§ **INFORMATION PROVIDED**:
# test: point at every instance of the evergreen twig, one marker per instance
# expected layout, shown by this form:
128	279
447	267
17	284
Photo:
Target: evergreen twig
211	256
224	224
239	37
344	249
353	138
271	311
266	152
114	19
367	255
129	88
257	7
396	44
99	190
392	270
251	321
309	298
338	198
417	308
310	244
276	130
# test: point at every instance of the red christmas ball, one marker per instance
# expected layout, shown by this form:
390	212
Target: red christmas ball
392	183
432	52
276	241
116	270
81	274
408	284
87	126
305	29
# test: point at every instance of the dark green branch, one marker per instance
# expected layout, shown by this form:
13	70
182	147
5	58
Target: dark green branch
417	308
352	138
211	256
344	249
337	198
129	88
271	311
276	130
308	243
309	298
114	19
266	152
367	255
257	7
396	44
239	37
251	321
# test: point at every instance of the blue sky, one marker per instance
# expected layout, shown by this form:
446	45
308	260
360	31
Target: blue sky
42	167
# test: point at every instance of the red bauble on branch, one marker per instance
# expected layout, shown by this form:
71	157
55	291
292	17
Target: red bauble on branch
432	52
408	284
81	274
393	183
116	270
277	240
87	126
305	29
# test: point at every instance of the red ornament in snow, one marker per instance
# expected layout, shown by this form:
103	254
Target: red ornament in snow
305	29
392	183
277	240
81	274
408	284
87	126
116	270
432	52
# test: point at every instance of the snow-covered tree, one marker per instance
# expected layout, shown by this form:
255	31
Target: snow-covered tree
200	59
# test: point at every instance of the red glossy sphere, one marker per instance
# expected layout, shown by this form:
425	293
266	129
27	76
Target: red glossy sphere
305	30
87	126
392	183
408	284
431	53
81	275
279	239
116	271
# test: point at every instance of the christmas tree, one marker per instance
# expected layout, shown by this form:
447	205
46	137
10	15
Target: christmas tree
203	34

§ **TASK REQUIREMENTS**: Put all of the data above into a Markdown table with the columns "Row" and "Line", numbering each line and leaving out blank lines.

§ **RESULT OF THE EXERCISE**:
| Row | Line |
|---|---|
| 1 | # test: point at every instance of the evergreen twig, one marker per instance |
| 2 | # expected layout, shown by this form: |
| 3 | 128	279 |
| 4 | 447	267 |
| 5 | 17	284 |
| 6 | Photo: |
| 7 | Target: evergreen twig |
| 8 | 211	256 |
| 9 | 224	224 |
| 10 | 239	37 |
| 11 | 344	249 |
| 12 | 353	138 |
| 13 | 271	311 |
| 14 | 266	152 |
| 15 | 114	19 |
| 16 | 367	255 |
| 17 | 129	88 |
| 18 | 257	7 |
| 19 | 396	44 |
| 20 | 99	190 |
| 21 | 392	270 |
| 22 | 251	321 |
| 23 | 309	298 |
| 24 | 338	198 |
| 25 | 417	308 |
| 26 | 310	244 |
| 27 | 276	130 |
| 28 | # test: point at every instance of the red christmas ball, one marker per instance |
| 29 | # expected layout, shown by this form: |
| 30 | 390	212 |
| 31 | Target: red christmas ball |
| 32 | 392	183 |
| 33 | 432	52 |
| 34 | 276	241 |
| 35 | 116	270 |
| 36 | 81	274 |
| 37 | 408	284 |
| 38 | 87	126 |
| 39 | 305	29 |
| 40 | # test: point at every instance of the dark green branch, one marker per instance |
| 41 | # expected layout, shown by this form: |
| 42 | 13	70 |
| 43 | 182	147 |
| 44 | 5	58 |
| 45 | Target: dark green branch |
| 46 | 417	308 |
| 47 | 352	138 |
| 48 | 211	256 |
| 49 | 344	249 |
| 50 | 337	198 |
| 51 | 129	88 |
| 52 | 271	311 |
| 53 | 276	130 |
| 54 | 308	243 |
| 55 | 309	298 |
| 56 | 114	19 |
| 57 | 266	152 |
| 58 | 367	255 |
| 59 | 257	7 |
| 60 | 396	44 |
| 61 | 239	37 |
| 62 | 251	321 |
| 63 | # test: point at every instance of the blue sky, one marker per instance |
| 64 | # expected layout, shown by this form: |
| 65 | 446	45 |
| 66 | 308	260 |
| 67 | 360	31 |
| 68 | Target: blue sky |
| 69 | 42	167 |
| 70 | # test: point at every instance of the red bauble on branch, one marker per instance |
| 71 | # expected layout, shown by this form: |
| 72 | 71	157 |
| 73 | 55	291 |
| 74 | 292	17 |
| 75 | Target: red bauble on branch |
| 76 | 432	52 |
| 77 | 408	284 |
| 78 | 81	274 |
| 79 | 393	183 |
| 80 | 116	270 |
| 81 | 277	240 |
| 82 | 87	126 |
| 83 | 305	29 |
| 84 | # test: point at every instance of the red ornament in snow, one marker per instance |
| 85 | # expected layout, shown by this form: |
| 86 | 103	254 |
| 87 | Target: red ornament in snow |
| 88 | 305	29 |
| 89 | 392	183 |
| 90 | 277	240 |
| 91 | 81	274 |
| 92 | 408	284 |
| 93 | 87	126 |
| 94 | 116	270 |
| 95 | 432	52 |
| 96 | # test: point at every instance of the snow-covered tree, one marker per instance |
| 97 | # expected layout, shown by this form: |
| 98 | 255	31 |
| 99 | Target: snow-covered tree |
| 100 | 200	59 |
| 101 | # test: point at every instance of the red glossy sphere, one marker per instance |
| 102 | # expected layout, shown by this form: |
| 103 | 425	293 |
| 104 | 266	129 |
| 105 | 27	76 |
| 106 | Target: red glossy sphere |
| 107 | 305	30 |
| 108 | 87	126 |
| 109 | 392	183 |
| 110 | 408	284 |
| 111 | 431	53 |
| 112 | 81	275 |
| 113 | 279	239 |
| 114 | 116	271 |
| 115 | # test: point at every instance of the christmas tree, one marker per instance |
| 116 | # expected layout, shown by this form: |
| 117 | 447	205 |
| 118 | 46	137 |
| 119 | 10	15 |
| 120 | Target: christmas tree |
| 121 | 203	34 |